TESTO FORNITO:
>>
Dal 10 aprile al 6 maggio debutterà al teatro San Ferdinando La Cupa – Fabbula di un omo che divinne un albero scritto, diretto e interpretato da Mimmo Borrelli.
La Cupa
In un non-tempo, Crescenzo è ritornato a Torregaveta sotto falso nome per rivendicare giustizia, egli è infatti il figlio scomparso di Giosafatte ‘Nzamamorte (Mimmo Borrelli), possidente di Torregaveta che si è fatto strada usurpando la fortuna a Tommaso Scippasalute.
Al contempo viene raccontato il nefasto innamoramento tra Maria delle Papere (Marianna Fontana) e Mussasciutto, figli dei suddetti cavatori. I due neo sposi vengono allontanati a causa dell’odio che le rispettive famiglie provano reciprocamente, sentimento che spinge Scippasalute e sua moglie Censina, una megera, ad usarli come pedine di un subdolo gioco atto a nascondere i loro cupi misfatti, sepolti sotto i massi della stessa cava – cadaveri di bambini violentati e brutalmente uccisi, tra cui lo stesso fratello di Crescenzo, rifiuti tossici che inquinano la madre terra e altre prove di crimini analoghi di cui si narra.
A mano a mano tutti personaggi vengono spinti verso il sonno eterno, tranne ‘Nzamamorte (l’uomo che frega la morte) che dopo la sua dipartita ritorna da mutaforma – un albero probabilmente – ravveduto, sofferente, per l’aver accettato la responsabilità di padre troppo tardi, per ascoltare la verità dalla bocca di suo figlio Crescenzo, e trascinare via con sé Scippasalute, portando giustizia in un mondo ormai logorato dalla menzogna.
La voragine della Cupa quindi si chiude, portando dentro di sé le bestie, separando il mondo dei vivi da quello dei morti.
La Cupa – la recensione
Lo spettacolo narra di una deriva contemporanea in cui la figura paterna viene deformata e ogni dettaglio è un omaggio alla terra. Come afferma Borrelli nel comunicato stampa Creare vita, essere pronti ad essere padri: divinità minori di una società migliore; è ancora auspicabile? Mortificando in modo immanente e determinante il territorio, l’incoscienza dei padri diviene metafora della madre terra violata, colpevoli di lasciare solo macerie in eredità ai propri figli.
<<
CONSEGNA: Trascriva nuovamente il testo sullo spettacolo La Cupa a partire da "A mano a mano" e fino a "logorato dalla menzogna.", sostituendo "sonno eterno" con "riposo eterno".

RIGHE ELENCATE:
>>
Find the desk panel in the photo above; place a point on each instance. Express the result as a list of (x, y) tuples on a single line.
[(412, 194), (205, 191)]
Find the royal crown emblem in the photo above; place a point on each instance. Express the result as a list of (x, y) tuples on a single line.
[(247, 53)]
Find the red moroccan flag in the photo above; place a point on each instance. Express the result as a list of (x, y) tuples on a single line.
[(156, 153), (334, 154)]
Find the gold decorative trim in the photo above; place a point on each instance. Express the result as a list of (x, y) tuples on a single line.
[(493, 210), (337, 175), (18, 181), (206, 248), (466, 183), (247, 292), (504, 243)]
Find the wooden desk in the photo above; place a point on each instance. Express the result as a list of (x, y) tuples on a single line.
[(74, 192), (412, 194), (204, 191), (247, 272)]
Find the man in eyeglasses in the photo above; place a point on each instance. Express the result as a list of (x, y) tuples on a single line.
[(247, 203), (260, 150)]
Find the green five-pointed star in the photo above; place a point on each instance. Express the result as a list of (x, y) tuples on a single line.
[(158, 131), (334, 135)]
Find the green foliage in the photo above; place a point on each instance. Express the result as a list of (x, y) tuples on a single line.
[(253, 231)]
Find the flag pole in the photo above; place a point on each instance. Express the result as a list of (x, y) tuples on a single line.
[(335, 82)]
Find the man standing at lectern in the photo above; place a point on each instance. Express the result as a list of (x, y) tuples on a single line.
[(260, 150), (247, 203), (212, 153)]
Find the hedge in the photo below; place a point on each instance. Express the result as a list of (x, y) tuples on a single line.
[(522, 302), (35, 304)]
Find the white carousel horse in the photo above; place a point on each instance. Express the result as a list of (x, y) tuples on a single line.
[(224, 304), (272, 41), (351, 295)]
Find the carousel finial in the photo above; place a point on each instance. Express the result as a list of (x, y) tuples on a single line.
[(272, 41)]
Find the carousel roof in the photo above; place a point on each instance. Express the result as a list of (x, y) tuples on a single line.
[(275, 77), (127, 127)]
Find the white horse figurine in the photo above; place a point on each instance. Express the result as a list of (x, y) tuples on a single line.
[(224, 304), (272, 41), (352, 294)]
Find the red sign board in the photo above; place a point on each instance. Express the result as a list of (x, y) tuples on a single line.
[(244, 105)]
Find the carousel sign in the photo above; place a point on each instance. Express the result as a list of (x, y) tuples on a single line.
<<
RISPOSTA CORRETTA:
A mano a mano tutti personaggi vengono spinti verso il riposo eterno, tranne ‘Nzamamorte (l’uomo che frega la morte) che dopo la sua dipartita ritorna da mutaforma – un albero probabilmente – ravveduto, sofferente, per l’aver accettato la responsabilità di padre troppo tardi, per ascoltare la verità dalla bocca di suo figlio Crescenzo, e trascinare via con sé Scippasalute, portando giustizia in un mondo ormai logorato dalla menzogna.